## Begin TEXT BLOCK

Saturday, February 22, 2014

Introduction to Characters

For the past week I've been on a temporary hiatus in my writing world. Not because I had finished the book (haha) but because I wrote something so emotionally devastating that I couldn't write at the moment. I actually couldn't talk about my story without choking up. It was ridiculous. On top of that, my fangirl feels have a bad tendency to sneak into my writing and after the terrible Season Finale's I've been through, I thought it best to take a breather. So I did. And I still kind of am. While waiting for my nerves to settle, I will introduce you all to my main characters of the story. Please enjoy.

Michael

I had a lot of trouble finding someone who could place Michael. This character still isn't right but he was as close as I could get. Michael actually has dark, curly hair which always look in need of a brushing, and his face is also a bit softer, less hard around the edges. But you get the general idea, yes? So, Michael is my absolute FAVORITE character and one whom I have taken a lot of time embellishing. He is a Warlock from Ambria. He always looks for the very best in people and tends to be a bit naive when it comes to the existence of evil in the world. He knows there is evil of course, he just doesn't understand why anyone would choose hate when there is so much to love. He's very optimistic and lighthearted and he is always trying to fix the world. He is incredibly loyal very quickly and he isn't one to give up on you. He's forgiving, but you should don't push him to hard. There is a great strength hidden beneath his quiet manner.

## End TEXT BLOCK
## Begin GIVEN DATA

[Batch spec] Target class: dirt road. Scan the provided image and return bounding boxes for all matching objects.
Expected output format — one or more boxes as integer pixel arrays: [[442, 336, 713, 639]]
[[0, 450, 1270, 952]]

## End GIVEN DATA

▶ _STATED PROBLEM_
In the blog post introducing characters, what kind of being is Michael, and where is he from? The listing has nothing to do with the blog post.

▶ _EXERCISE ANSWER_
Michael is a Warlock from Ambria.